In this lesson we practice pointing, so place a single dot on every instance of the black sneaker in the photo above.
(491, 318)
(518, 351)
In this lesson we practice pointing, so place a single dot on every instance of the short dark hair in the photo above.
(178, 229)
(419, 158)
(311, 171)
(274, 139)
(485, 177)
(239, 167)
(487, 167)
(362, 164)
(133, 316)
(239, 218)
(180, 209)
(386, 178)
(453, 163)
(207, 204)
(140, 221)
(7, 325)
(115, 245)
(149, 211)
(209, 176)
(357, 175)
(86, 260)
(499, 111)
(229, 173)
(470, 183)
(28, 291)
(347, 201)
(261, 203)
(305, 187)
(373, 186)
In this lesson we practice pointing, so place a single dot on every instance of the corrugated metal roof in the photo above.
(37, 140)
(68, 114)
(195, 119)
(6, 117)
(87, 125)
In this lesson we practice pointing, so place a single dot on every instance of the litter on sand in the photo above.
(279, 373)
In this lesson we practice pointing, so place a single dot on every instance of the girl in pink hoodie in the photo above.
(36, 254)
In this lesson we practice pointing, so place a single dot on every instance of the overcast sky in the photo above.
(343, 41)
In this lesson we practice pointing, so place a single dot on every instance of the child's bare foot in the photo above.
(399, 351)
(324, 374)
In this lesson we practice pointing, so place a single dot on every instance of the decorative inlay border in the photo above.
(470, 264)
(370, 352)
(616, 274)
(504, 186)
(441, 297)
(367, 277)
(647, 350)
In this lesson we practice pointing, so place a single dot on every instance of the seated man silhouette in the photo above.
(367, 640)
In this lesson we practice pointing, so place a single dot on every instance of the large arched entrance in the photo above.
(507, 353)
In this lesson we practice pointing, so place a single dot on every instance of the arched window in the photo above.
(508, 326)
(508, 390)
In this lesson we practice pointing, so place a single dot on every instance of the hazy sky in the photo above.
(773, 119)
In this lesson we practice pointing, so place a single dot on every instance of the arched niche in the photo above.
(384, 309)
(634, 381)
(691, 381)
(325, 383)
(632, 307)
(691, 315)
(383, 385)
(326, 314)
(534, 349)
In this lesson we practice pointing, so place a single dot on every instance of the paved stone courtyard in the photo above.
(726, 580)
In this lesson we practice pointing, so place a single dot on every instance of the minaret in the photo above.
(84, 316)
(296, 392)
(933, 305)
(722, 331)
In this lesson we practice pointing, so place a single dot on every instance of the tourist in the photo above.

Work required
Each record shown above is to be given again exactly.

Task solution
In this lesson we practice pointing, so place a single dot on every instance of the black sneaker in the photo above.
(491, 318)
(518, 351)
In this lesson we practice pointing, so place a single dot on every instance of the short dark hair in the photo above.
(178, 229)
(419, 158)
(311, 171)
(274, 139)
(485, 177)
(239, 167)
(487, 167)
(362, 164)
(133, 316)
(239, 218)
(180, 209)
(386, 178)
(453, 163)
(207, 204)
(140, 221)
(7, 325)
(115, 245)
(149, 211)
(209, 176)
(357, 175)
(86, 260)
(499, 111)
(229, 173)
(470, 183)
(28, 291)
(347, 201)
(261, 203)
(305, 187)
(373, 186)
In this lesson we practice pointing, so place a single dot on every instance of the corrugated metal roof in the photo above.
(37, 140)
(68, 114)
(195, 119)
(6, 117)
(87, 125)
In this lesson we practice pointing, so place a single dot on every instance of the litter on sand in the photo above.
(279, 373)
In this lesson we practice pointing, so place a single dot on every instance of the girl in pink hoodie in the photo above.
(36, 254)
In this lesson we practice pointing, so place a single dot on every instance of the overcast sky in the photo above.
(343, 41)
In this lesson we practice pointing, so place a single dot on every instance of the child's bare foot in the photo above.
(399, 351)
(324, 374)
In this lesson we practice pointing, so place a single dot on every instance of the decorative inlay border in the photo above.
(470, 264)
(370, 352)
(616, 274)
(504, 186)
(441, 297)
(367, 277)
(647, 350)
In this lesson we practice pointing, so place a single dot on every instance of the seated man silhouette in the photo above.
(367, 640)
In this lesson we practice pointing, so place a single dot on every instance of the large arched entrance in the photo above.
(507, 353)
In this lesson we practice pointing, so place a single dot on every instance of the arched window in the photo above.
(508, 326)
(508, 390)
In this lesson we practice pointing, so place a single dot on every instance of the hazy sky in the photo above.
(773, 119)
In this lesson we practice pointing, so place a single dot on every instance of the arched niche in the photo above.
(384, 309)
(634, 381)
(691, 381)
(325, 383)
(632, 307)
(691, 315)
(383, 385)
(326, 314)
(534, 349)
In this lesson we practice pointing, so place a single dot on every instance of the paved stone courtyard in the photo above.
(726, 580)
In this lesson we practice pointing, so place a single dot on every instance of the minaret in the photo above.
(84, 316)
(296, 392)
(933, 305)
(722, 331)
In this lesson we practice pointing, so place a single dot on every instance of the tourist in the photo above.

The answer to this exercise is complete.